# START OF TEXT BLOCK

So your first step is to simply assemble the footage in order. I really like to just blow through the whole song doing this. Then when I go to play it back finally, it’s like I have a music video! It’s not done, but this is the first look I get at something that approximates the video I had in mind from the beginning.
Once you have done this, I’d say you don’t lose anything by passing it off to an editor. I’ve mostly edited my own stuff, but I pine for the day when I can put that responsibility in the hands of someone who has the same zest for it that I have for directing.
So just to recap: you look at and assemble the footage first. Then begin to refine, whether its you or someone else.
The Post Process as I Have Come to Know It
Step 1: Editing
Refine your edit. Are there swears that you have to cut away from? Would it look cool if you flipped that shot back and forth when the singer says “in out, in out, yeah”? In this part of the process you shouldn’t do anything but the most basic of effects. Maybe a little fast motion. A flipped or scaled shot. Nothing drastic. I use text overlays to describe planned effects shots right on top of the video as placeholders.
You can also spend some time preparing visual elements of the effects. I like to bring a still frame into photoshop and mess with it just so I have a plan to work from.

Then, once your edit is where you want it, meet with the act. Sit down and explain that this is not their finished video. You’re still on step 1, you see. None of the effects are done. This is just footage. Watch it through a couple of times and then write down any changes they want. Be really thorough with them, and explain that you need them to be thorough. The further you proceed into post production, the harder it is to change things. Show them any prep you have done on visual effects and explain how they will work into the overall video. Make sure everything is sitting well with them as you proceed. If they want changes that will take more time than you have there, make a plan to meet again. I guess you’re probably catching on. Do not proceed to step 2 until everyone is on the same page.
Music video was my first exposure to the creator/client relationship, and it was very difficult for me the first time. I didn’t stop and let the artist respond to the video at various stages of the post-production process. I cut it together from start to finish, did tons of composites, added effects, the works. It was taking 12 hours to render out by the time I started showing them cuts, but they naturally had changes they needed me to make. Every time that happened, I would have to remove all my effects and go from scratch on that. I’d never been in a situation as a filmmaker where someone else had the position to tell me how I was going to change my work, and that fresh and unusual sensation coupled with the fact that I was spending every night with my computer screaming away at the other end of my bedroom on a re-re-re-render was no easy process for me to endure. Save yourself the trouble. Understand that they will want changes, and some of them will be ones you disagree with. That’s fine. This is a great moment in your career to learn to collaborate. My friend Andreas Duess, an incredibly creative advertising executive, explained to me that this is basically the condition of being any kind of artist. You will probably deal with it for the rest of your career.

# END OF TEXT BLOCK
# START OF DATA SECTION

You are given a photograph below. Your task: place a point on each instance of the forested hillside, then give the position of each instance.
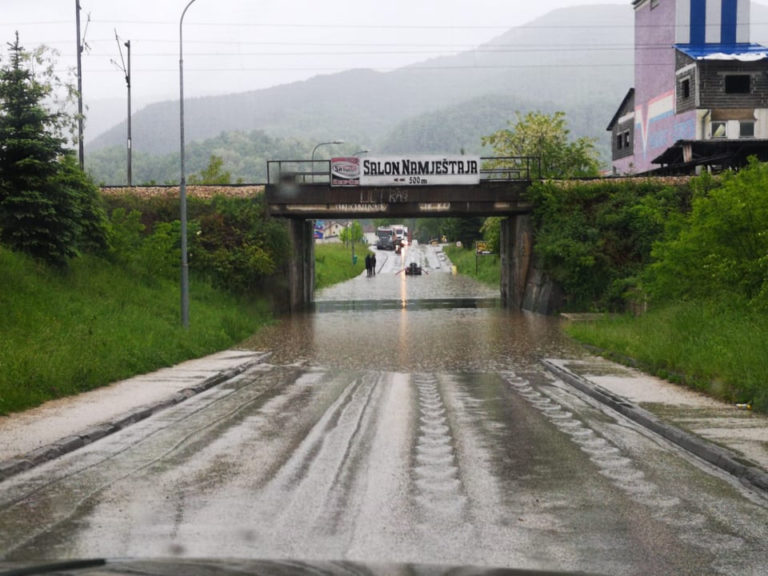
(522, 68)
(578, 60)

# END OF DATA SECTION

Please repeat the music video editing text starting with "So your first" and going on through "or someone else.", changing "footage" to "raw clips".

(SOLUTION TO THIS TASK):
So your first step is to simply assemble the raw clips in order. I really like to just blow through the whole song doing this. Then when I go to play it back finally, it’s like I have a music video! It’s not done, but this is the first look I get at something that approximates the video I had in mind from the beginning.
Once you have done this, I’d say you don’t lose anything by passing it off to an editor. I’ve mostly edited my own stuff, but I pine for the day when I can put that responsibility in the hands of someone who has the same zest for it that I have for directing.
So just to recap: you look at and assemble the raw clips first. Then begin to refine, whether its you or someone else.